WHAT TO DO →
• A. In the mailing-list message, how accurate is the conversion performed by DELTET?
• B. Rewrite the mailing-list message between "SPICE doesn't provide" and "to the ICRF.", inclusive, replacing "polar motion" with "precession".

PASSAGE SHOWN →
[Spice_discussion] Delta_t from Earth PCK?

Nat Bachman nathaniel.bachman at jpl.nasa.gov
Thu Jun 18 16:43:14 PDT 2015


Hi Ernie,

Presuming by delta_t you mean

    TT - UTC

you can get this quantity by calling the SPICE routines

    DELTET
    UNITIM

DELTET will give you

    TDB - UTC

and UNITIM can convert TDB to TT (called TDT in
SPICE documentation) and vice versa.

A restriction on the above approach is that DELTET will
not give you correct results for times during leapseconds.
The conversion performed by DELTET is accurate to about
40 microseconds.

SPICE doesn't provide a way to obtain UT1 from
a time specified in another time system. Trying to recover it
from the high-precision earth PCK would require you to model
polar motion and back that out from the orientation of the
ITRF93 frame relative to the ICRF.

Best regards,

   -Nat Bachman (JPL/NAIF)

INFORMATION PROVIDED →
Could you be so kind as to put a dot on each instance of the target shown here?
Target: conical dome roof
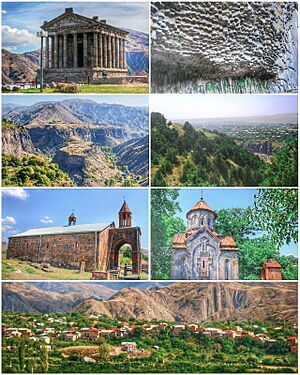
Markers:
(202, 205)
(125, 208)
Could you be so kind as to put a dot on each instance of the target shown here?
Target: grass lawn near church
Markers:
(93, 89)
(15, 269)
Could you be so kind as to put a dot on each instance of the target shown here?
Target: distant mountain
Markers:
(188, 302)
(23, 67)
(79, 135)
(280, 118)
(17, 67)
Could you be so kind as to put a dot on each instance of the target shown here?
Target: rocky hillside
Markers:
(17, 68)
(23, 67)
(134, 154)
(16, 140)
(189, 302)
(72, 134)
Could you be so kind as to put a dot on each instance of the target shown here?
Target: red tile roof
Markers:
(201, 205)
(271, 263)
(125, 208)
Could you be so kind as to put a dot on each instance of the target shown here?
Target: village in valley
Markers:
(72, 342)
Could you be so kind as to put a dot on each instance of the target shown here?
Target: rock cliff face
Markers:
(202, 302)
(188, 302)
(224, 47)
(23, 67)
(71, 133)
(16, 141)
(134, 154)
(84, 163)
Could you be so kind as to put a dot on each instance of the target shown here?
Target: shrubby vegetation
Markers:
(178, 352)
(259, 231)
(185, 156)
(32, 171)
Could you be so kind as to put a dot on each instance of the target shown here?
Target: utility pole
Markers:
(42, 34)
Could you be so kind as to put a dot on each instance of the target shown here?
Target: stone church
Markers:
(86, 247)
(79, 48)
(201, 253)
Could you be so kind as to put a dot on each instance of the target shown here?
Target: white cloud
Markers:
(9, 220)
(18, 193)
(13, 38)
(46, 220)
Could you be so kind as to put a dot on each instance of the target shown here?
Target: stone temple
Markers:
(82, 49)
(201, 253)
(86, 247)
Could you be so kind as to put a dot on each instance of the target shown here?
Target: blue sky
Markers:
(218, 199)
(213, 106)
(128, 100)
(24, 209)
(22, 20)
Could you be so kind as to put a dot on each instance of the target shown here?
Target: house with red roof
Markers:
(201, 253)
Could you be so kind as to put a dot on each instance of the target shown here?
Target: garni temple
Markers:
(81, 49)
(201, 253)
(87, 247)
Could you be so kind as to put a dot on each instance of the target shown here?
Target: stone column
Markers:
(113, 50)
(95, 51)
(117, 53)
(65, 50)
(52, 52)
(100, 53)
(109, 58)
(55, 65)
(47, 53)
(85, 50)
(105, 51)
(75, 51)
(124, 54)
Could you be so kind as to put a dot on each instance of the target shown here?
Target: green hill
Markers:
(32, 171)
(184, 156)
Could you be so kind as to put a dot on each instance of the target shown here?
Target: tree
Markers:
(235, 222)
(283, 171)
(164, 225)
(276, 211)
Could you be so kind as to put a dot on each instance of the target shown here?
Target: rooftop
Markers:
(97, 227)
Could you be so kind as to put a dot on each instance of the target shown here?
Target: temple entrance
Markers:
(121, 261)
(80, 55)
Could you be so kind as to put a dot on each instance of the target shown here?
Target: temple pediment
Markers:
(70, 21)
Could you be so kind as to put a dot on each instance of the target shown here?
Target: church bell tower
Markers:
(125, 216)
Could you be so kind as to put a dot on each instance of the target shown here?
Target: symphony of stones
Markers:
(88, 247)
(80, 49)
(201, 253)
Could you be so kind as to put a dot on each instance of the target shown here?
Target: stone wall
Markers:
(61, 250)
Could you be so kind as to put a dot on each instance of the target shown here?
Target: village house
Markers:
(129, 346)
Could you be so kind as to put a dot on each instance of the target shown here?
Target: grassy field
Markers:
(15, 269)
(94, 89)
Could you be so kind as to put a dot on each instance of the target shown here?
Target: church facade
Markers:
(201, 253)
(86, 247)
(79, 49)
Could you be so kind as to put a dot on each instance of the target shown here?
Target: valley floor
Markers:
(14, 269)
(94, 89)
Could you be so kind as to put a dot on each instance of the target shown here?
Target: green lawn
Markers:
(95, 89)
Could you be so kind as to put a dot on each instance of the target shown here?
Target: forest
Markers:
(184, 156)
(260, 231)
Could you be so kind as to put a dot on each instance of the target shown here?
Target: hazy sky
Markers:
(218, 199)
(22, 20)
(129, 100)
(24, 209)
(212, 106)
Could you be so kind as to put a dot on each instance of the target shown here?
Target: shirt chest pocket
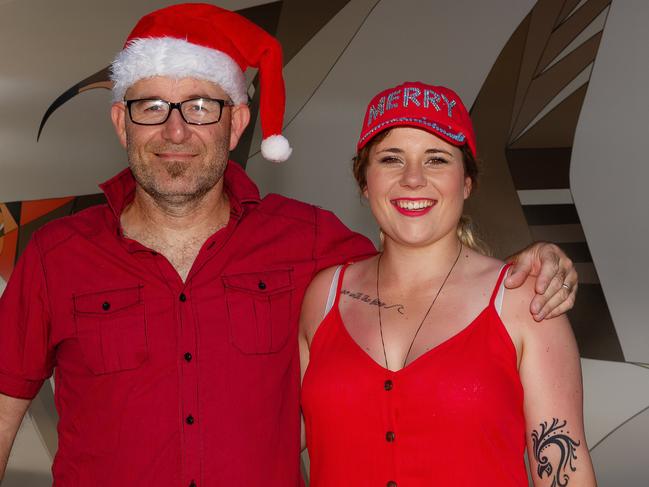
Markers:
(111, 329)
(259, 310)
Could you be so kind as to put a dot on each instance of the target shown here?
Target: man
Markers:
(169, 315)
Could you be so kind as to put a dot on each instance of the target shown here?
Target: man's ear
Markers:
(118, 117)
(239, 120)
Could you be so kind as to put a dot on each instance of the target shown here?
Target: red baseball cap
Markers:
(436, 109)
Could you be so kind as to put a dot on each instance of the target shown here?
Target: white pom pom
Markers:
(275, 148)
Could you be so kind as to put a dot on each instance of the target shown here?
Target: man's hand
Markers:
(556, 278)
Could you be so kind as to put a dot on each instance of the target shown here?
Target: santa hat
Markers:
(196, 40)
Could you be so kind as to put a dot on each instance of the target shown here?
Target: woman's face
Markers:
(416, 186)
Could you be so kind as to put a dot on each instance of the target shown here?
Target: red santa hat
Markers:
(197, 40)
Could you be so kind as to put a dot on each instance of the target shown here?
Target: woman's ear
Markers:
(468, 186)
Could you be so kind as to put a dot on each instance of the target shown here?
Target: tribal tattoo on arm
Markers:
(373, 301)
(555, 441)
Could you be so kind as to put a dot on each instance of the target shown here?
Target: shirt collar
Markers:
(241, 190)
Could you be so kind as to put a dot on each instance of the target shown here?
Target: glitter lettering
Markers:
(376, 112)
(431, 97)
(392, 99)
(411, 94)
(449, 104)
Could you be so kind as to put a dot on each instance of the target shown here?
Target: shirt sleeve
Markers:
(337, 244)
(26, 358)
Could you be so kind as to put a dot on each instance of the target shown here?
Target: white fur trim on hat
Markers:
(171, 57)
(276, 148)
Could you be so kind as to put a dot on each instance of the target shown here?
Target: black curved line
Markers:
(333, 65)
(102, 75)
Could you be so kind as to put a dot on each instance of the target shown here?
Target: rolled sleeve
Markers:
(26, 357)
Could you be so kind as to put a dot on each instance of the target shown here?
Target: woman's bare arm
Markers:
(313, 308)
(550, 372)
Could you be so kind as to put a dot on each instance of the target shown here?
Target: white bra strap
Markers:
(498, 302)
(331, 299)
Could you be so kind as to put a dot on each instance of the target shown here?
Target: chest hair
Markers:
(181, 252)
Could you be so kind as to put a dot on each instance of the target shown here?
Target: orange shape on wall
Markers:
(31, 210)
(8, 254)
(6, 219)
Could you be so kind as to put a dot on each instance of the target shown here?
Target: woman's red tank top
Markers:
(452, 417)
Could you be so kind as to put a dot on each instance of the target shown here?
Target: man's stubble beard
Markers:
(204, 177)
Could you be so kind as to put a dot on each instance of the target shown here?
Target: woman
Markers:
(425, 370)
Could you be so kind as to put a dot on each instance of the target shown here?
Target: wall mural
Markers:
(525, 114)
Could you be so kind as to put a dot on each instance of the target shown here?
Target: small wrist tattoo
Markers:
(555, 442)
(401, 309)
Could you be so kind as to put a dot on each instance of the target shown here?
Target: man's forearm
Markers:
(12, 411)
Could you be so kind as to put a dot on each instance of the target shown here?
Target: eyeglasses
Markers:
(155, 111)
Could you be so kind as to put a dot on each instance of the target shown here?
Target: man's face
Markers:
(176, 162)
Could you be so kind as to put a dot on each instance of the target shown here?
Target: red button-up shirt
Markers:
(164, 383)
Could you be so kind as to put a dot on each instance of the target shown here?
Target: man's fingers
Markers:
(550, 271)
(555, 301)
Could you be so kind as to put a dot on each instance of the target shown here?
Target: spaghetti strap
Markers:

TASK RESULTS →
• A. About 40 microseconds.

• B.
SPICE doesn't provide a way to obtain UT1 from
a time specified in another time system. Trying to recover it
from the high-precision earth PCK would require you to model
precession and back that out from the orientation of the
ITRF93 frame relative to the ICRF.